• _Travail à faire_
Recopiez à l'identique toute la liste ci-dessous, en laissant de côté les images.

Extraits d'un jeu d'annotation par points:
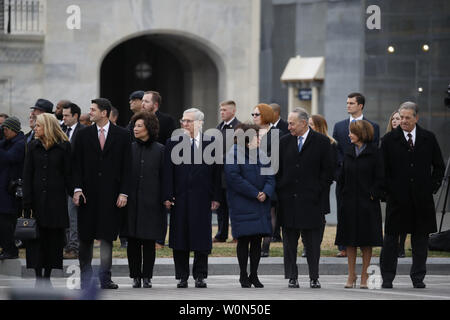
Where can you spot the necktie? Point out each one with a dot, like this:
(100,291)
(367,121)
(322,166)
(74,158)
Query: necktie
(68,133)
(300,143)
(410,142)
(102,138)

• _Résultat obtenu_
Where can you spot the necktie? Point out each one with a dot, like this:
(100,291)
(367,121)
(322,166)
(74,158)
Query: necktie
(68,133)
(300,143)
(410,142)
(102,138)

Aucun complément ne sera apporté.